(Excerpt from a dataset)
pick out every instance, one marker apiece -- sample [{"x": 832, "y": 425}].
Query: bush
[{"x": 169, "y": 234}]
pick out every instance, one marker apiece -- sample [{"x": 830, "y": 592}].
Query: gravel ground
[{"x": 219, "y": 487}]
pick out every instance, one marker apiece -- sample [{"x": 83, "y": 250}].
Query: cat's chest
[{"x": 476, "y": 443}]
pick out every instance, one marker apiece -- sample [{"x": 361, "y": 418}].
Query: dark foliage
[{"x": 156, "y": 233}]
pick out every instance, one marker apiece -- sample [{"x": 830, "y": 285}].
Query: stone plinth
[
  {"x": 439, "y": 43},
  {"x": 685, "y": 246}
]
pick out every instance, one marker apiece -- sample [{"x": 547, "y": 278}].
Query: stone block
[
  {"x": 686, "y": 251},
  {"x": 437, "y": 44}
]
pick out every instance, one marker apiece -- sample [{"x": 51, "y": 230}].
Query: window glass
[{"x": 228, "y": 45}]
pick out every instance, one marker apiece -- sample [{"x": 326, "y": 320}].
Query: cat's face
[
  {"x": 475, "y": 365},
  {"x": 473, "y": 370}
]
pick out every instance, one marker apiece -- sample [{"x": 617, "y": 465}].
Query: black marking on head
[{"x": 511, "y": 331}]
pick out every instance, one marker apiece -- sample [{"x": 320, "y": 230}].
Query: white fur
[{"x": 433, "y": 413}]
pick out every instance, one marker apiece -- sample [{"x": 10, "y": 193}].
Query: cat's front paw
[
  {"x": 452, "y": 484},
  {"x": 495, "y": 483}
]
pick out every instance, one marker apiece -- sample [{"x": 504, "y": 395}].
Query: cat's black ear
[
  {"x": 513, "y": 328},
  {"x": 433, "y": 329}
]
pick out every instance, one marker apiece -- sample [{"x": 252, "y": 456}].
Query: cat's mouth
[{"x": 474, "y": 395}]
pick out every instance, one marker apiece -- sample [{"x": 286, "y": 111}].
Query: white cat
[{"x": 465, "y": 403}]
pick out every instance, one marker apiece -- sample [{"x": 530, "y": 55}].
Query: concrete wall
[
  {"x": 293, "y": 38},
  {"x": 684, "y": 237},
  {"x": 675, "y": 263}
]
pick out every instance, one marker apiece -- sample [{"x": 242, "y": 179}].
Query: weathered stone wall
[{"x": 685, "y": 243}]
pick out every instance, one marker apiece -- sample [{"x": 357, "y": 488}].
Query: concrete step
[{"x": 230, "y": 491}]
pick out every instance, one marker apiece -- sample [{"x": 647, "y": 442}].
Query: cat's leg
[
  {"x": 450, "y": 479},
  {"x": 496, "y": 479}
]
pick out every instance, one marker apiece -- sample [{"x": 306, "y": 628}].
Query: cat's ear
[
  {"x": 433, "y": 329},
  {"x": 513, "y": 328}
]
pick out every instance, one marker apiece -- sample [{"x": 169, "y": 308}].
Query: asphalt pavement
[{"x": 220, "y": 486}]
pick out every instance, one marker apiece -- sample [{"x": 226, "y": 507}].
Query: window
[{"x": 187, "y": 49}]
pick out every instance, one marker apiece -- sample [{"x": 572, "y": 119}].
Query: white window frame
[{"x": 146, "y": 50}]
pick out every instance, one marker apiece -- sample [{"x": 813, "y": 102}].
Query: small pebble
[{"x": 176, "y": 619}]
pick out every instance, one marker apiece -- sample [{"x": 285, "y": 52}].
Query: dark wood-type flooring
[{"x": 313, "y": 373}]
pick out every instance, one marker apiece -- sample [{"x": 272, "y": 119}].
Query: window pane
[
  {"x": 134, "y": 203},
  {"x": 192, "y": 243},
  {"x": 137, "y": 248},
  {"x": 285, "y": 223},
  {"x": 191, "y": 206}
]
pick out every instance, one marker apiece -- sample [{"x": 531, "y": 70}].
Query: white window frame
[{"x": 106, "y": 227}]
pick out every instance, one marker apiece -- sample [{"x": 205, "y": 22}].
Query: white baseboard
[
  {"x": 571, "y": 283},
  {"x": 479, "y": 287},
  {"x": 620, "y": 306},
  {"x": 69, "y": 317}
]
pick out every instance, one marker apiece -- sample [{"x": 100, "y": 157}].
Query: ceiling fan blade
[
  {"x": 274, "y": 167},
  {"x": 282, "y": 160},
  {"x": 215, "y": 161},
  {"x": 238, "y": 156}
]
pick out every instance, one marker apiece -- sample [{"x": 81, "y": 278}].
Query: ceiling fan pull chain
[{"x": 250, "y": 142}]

▶ [Exercise requirements]:
Write the data back out verbatim.

▶ [Expected answer]:
pick out every instance, one marker apiece -- sample [{"x": 832, "y": 425}].
Query: bush
[{"x": 169, "y": 234}]
pick out every instance, one marker apiece -- sample [{"x": 830, "y": 592}].
Query: gravel ground
[{"x": 219, "y": 487}]
pick out every instance, one marker apiece -- sample [{"x": 83, "y": 250}].
Query: cat's chest
[{"x": 476, "y": 443}]
pick out every instance, one marker apiece -- sample [{"x": 361, "y": 418}].
Query: dark foliage
[{"x": 156, "y": 233}]
pick out every instance, one marker apiece -- sample [{"x": 830, "y": 285}].
Query: stone plinth
[
  {"x": 439, "y": 43},
  {"x": 685, "y": 246}
]
pick out every instance, one marker apiece -- sample [{"x": 547, "y": 278}].
Query: stone block
[
  {"x": 686, "y": 251},
  {"x": 437, "y": 44}
]
pick out every instance, one marker apiece -- sample [{"x": 51, "y": 230}].
Query: window glass
[{"x": 228, "y": 45}]
pick out every instance, one marker apiece -- sample [{"x": 326, "y": 320}].
Query: cat's face
[
  {"x": 475, "y": 365},
  {"x": 473, "y": 370}
]
pick out every instance, one marker apiece -- sample [{"x": 617, "y": 465}].
Query: black marking on head
[{"x": 511, "y": 331}]
pick out every instance, one marker apiece -- sample [{"x": 320, "y": 230}].
Query: white fur
[{"x": 433, "y": 413}]
pick out every instance, one marker apiece -- sample [{"x": 10, "y": 193}].
Query: cat's front paw
[
  {"x": 452, "y": 484},
  {"x": 495, "y": 483}
]
pick out every instance, one marker apiece -- sample [{"x": 504, "y": 395}].
Query: cat's black ear
[
  {"x": 513, "y": 328},
  {"x": 433, "y": 329}
]
pick out every instance, one marker apiece -- sample [{"x": 252, "y": 456}].
Query: cat's mouth
[{"x": 474, "y": 395}]
pick out every instance, one marker apiece -- sample [{"x": 286, "y": 111}].
Query: white cat
[{"x": 465, "y": 403}]
pick out every instance, one marker apiece -- sample [{"x": 530, "y": 55}].
Query: concrete wall
[
  {"x": 293, "y": 38},
  {"x": 684, "y": 237},
  {"x": 675, "y": 263}
]
pick out every instance, one marker apiece -- sample [{"x": 242, "y": 179}].
Query: weathered stone wall
[{"x": 685, "y": 243}]
pick out every instance, one marker apiece -- sample [{"x": 357, "y": 488}].
Query: concrete step
[{"x": 230, "y": 491}]
pick out every instance, one marker apiece -- sample [{"x": 647, "y": 442}].
Query: cat's leg
[
  {"x": 450, "y": 479},
  {"x": 496, "y": 479}
]
pick out every instance, one marker apiece -- sample [{"x": 306, "y": 628}].
Query: cat's ear
[
  {"x": 433, "y": 329},
  {"x": 513, "y": 328}
]
pick out every instance, one marker apiece -- sample [{"x": 169, "y": 308}].
Query: asphalt pavement
[{"x": 220, "y": 486}]
pick out every instance, one marker apiece -- sample [{"x": 226, "y": 507}].
Query: window
[{"x": 187, "y": 49}]
pick out every instance, one marker apiece -- sample [{"x": 572, "y": 119}].
Query: white window frame
[{"x": 146, "y": 50}]
pick out every instance, one marker apiece -- sample [{"x": 813, "y": 102}].
Query: small pebble
[{"x": 176, "y": 619}]
pick out every instance, one marker apiece -- sample [{"x": 285, "y": 52}].
Query: dark wood-type flooring
[{"x": 313, "y": 373}]
pick out every instance, one marker apiece -- sample [{"x": 272, "y": 119}].
Query: window pane
[
  {"x": 134, "y": 203},
  {"x": 192, "y": 243},
  {"x": 137, "y": 248},
  {"x": 285, "y": 223},
  {"x": 191, "y": 206}
]
pick out every instance, one marker apiece -- sample [{"x": 531, "y": 70}].
Query: white window frame
[{"x": 106, "y": 227}]
pick out every instance, one marker apiece -- sample [{"x": 205, "y": 22}].
Query: white baseboard
[
  {"x": 571, "y": 283},
  {"x": 479, "y": 287},
  {"x": 620, "y": 306},
  {"x": 69, "y": 317}
]
pick out every instance, one marker apiece -- sample [{"x": 100, "y": 157}].
Query: ceiling fan blade
[
  {"x": 274, "y": 167},
  {"x": 282, "y": 160},
  {"x": 215, "y": 161},
  {"x": 238, "y": 156}
]
pick out every instance, one marker apiece -- sample [{"x": 81, "y": 278}].
Query: ceiling fan pull chain
[{"x": 250, "y": 142}]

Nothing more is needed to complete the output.